● TEXT SHOWN

----

Dear Terry,

Since DMARC assertions cause compliance issues for
third-party domains, and since some think customers would be
unable to manage a third-party exception list needed for
draft-otis-tpa-label, draft-levine-dkim-conditional,
draft-kucherawy-dkim-delegate, and rfc6541, one solution
would use DMARC assertions to delegate the heavy lifting to
a separate organization specializing at handling third-party
conflicts.  That would allow all of their customers to
expend little effort in their system configuration such as
_dmarc TXT "v=DMARC1; p=quarantine;
tpa=third-party-authority.com;

This way, the most that administrator would concern
themselves with is dealing with is simple TXT records from
their perspective.  Perhaps hotmail might even offer their
zone on a fee basis.  It also seems like an ideal way to
ensure your customers are likely to remain happy and not
leave.  I would be happy to make tpa-label look more like
atps, but I don't think the reasons for the additional terms
were clearly understood.  These terms ensure third-party
messages could be differentiated from direct mailing using
simple sort criteria.

It would be equally wrong to suggest anything included in
the dkim-conditional header would be indicating exactly what
a malefactor needs to add to their message for acceptance.
More on that later.

Regards,
Douglas Otis
 
On 4/15/15 5:55 PM, Terry Zink wrote:
> Hi, Hector,
>
>> For the umpteenth time, not everyone need 4000 domains. Most of the 
>> domains that will or may utilize it, simply don't need this scale.

----

● DATASET
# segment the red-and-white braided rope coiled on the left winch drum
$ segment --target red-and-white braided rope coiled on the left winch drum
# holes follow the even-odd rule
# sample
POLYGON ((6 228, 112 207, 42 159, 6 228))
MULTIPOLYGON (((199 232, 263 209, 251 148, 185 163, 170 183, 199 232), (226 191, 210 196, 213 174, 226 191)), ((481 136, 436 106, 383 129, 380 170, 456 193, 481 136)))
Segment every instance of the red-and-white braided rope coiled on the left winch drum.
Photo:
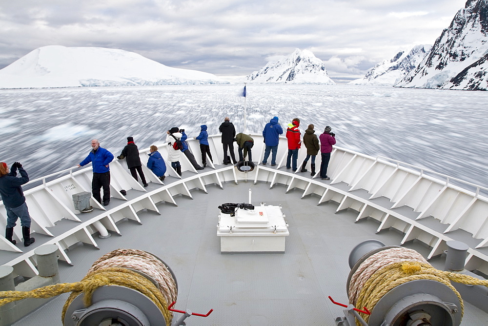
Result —
POLYGON ((88 273, 107 267, 125 267, 141 271, 158 282, 166 302, 176 301, 178 289, 173 275, 161 260, 146 251, 123 248, 113 250, 93 263, 88 273))

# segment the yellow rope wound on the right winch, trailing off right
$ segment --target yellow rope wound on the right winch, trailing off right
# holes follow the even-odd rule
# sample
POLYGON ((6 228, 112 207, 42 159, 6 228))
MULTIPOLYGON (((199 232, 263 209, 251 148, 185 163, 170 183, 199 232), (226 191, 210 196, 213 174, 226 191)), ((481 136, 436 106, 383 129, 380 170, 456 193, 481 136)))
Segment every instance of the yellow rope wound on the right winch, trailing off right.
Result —
MULTIPOLYGON (((488 280, 480 280, 472 276, 438 270, 432 265, 419 262, 398 262, 380 268, 371 275, 363 286, 358 296, 356 307, 373 310, 378 301, 395 286, 414 280, 433 280, 447 285, 458 297, 461 303, 461 317, 464 313, 464 303, 459 292, 451 285, 450 281, 467 285, 488 286, 488 280)), ((369 315, 361 313, 366 323, 369 315)), ((356 321, 360 325, 359 321, 356 321)))

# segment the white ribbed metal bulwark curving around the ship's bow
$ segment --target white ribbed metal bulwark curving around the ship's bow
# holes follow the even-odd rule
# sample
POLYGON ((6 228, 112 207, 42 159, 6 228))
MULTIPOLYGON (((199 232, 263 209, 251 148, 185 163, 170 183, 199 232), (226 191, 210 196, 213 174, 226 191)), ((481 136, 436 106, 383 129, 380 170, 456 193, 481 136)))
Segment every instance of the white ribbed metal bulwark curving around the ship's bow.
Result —
MULTIPOLYGON (((253 161, 261 162, 265 147, 263 138, 261 135, 252 137, 255 141, 252 149, 253 161)), ((302 197, 316 196, 318 205, 336 203, 337 211, 356 211, 356 221, 365 218, 377 221, 378 232, 399 230, 404 234, 400 245, 418 240, 430 248, 427 259, 442 254, 447 249, 447 241, 463 241, 469 246, 466 268, 488 274, 488 198, 480 194, 480 189, 487 190, 486 187, 463 182, 476 188, 476 191, 468 191, 449 183, 449 180, 460 181, 458 179, 399 161, 385 162, 384 157, 374 158, 340 147, 334 147, 328 168, 331 180, 325 182, 320 180, 318 174, 311 178, 309 172, 293 173, 283 168, 287 156, 286 142, 285 138, 280 139, 276 166, 270 166, 269 158, 267 165, 259 163, 252 172, 244 173, 233 165, 217 165, 223 161, 221 138, 219 135, 211 136, 209 143, 215 165, 208 158, 207 163, 212 169, 197 172, 182 154, 180 163, 185 177, 182 179, 170 163, 166 162, 166 176, 175 177, 168 177, 167 184, 162 183, 145 166, 149 149, 143 149, 140 157, 146 180, 158 184, 157 189, 147 191, 132 178, 125 161, 115 160, 110 163, 111 195, 122 200, 122 204, 110 206, 106 210, 91 198, 91 204, 95 207, 94 212, 87 213, 91 215, 80 214, 72 201, 73 194, 91 191, 91 167, 74 167, 32 180, 30 183, 42 182, 24 192, 32 218, 31 231, 39 235, 38 240, 34 245, 24 247, 21 244, 12 245, 1 235, 0 262, 13 266, 15 273, 20 276, 32 277, 38 274, 34 248, 41 244, 56 244, 60 248, 60 260, 72 264, 68 252, 70 246, 81 242, 98 247, 93 235, 107 230, 122 235, 117 224, 126 220, 142 224, 138 212, 143 209, 162 214, 158 204, 165 202, 177 205, 177 196, 192 198, 191 192, 194 189, 206 192, 209 184, 216 184, 224 189, 225 183, 237 184, 250 180, 254 183, 269 183, 270 188, 283 184, 286 192, 292 189, 303 190, 302 197), (187 176, 188 171, 193 174, 187 176), (67 175, 46 180, 66 172, 67 175), (445 177, 446 180, 431 177, 426 172, 445 177), (137 190, 131 192, 131 196, 136 197, 127 199, 129 195, 122 195, 122 189, 137 190)), ((192 139, 188 141, 188 145, 197 161, 200 161, 198 142, 192 139)), ((158 147, 163 158, 166 158, 168 145, 163 143, 158 147)), ((301 149, 298 157, 299 170, 305 156, 306 150, 301 149)), ((316 164, 318 171, 320 155, 316 164)), ((0 202, 0 227, 3 229, 5 224, 5 208, 0 202)), ((14 228, 14 239, 20 242, 20 223, 14 228)))

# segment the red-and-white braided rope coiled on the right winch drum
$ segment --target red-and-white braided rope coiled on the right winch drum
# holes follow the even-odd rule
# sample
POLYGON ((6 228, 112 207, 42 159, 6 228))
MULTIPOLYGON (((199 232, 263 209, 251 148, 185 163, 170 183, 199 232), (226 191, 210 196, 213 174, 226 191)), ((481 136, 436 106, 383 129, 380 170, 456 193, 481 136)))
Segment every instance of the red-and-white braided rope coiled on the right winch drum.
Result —
MULTIPOLYGON (((352 275, 349 283, 349 303, 356 306, 357 297, 363 286, 378 269, 400 261, 419 261, 428 264, 422 255, 408 248, 395 247, 377 252, 369 256, 352 275)), ((369 309, 369 307, 367 308, 369 309)))

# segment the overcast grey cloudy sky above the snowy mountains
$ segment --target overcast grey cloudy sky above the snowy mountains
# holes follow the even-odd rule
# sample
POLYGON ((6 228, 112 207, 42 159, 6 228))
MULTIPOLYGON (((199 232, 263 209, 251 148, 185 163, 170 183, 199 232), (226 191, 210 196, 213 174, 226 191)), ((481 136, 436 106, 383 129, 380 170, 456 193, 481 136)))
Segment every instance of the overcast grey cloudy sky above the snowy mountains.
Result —
POLYGON ((330 77, 433 44, 465 0, 0 0, 0 68, 45 45, 133 51, 227 80, 308 49, 330 77))

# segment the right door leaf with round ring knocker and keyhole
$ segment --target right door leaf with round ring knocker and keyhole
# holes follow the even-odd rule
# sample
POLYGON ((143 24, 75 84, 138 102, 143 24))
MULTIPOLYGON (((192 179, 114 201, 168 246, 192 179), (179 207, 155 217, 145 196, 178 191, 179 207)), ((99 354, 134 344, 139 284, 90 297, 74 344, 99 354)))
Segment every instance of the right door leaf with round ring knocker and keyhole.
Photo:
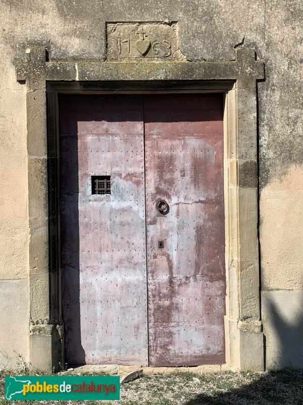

----

● EXERCISE GOAL
In the email about DMARC assertions, copy everything from "More on that" down to "need this scale.", word for word. The rows play no part in what is asked here.

● RESPONSE FOR THIS EXERCISE
More on that later.

Regards,
Douglas Otis
 
On 4/15/15 5:55 PM, Terry Zink wrote:
> Hi, Hector,
>
>> For the umpteenth time, not everyone need 4000 domains. Most of the 
>> domains that will or may utilize it, simply don't need this scale.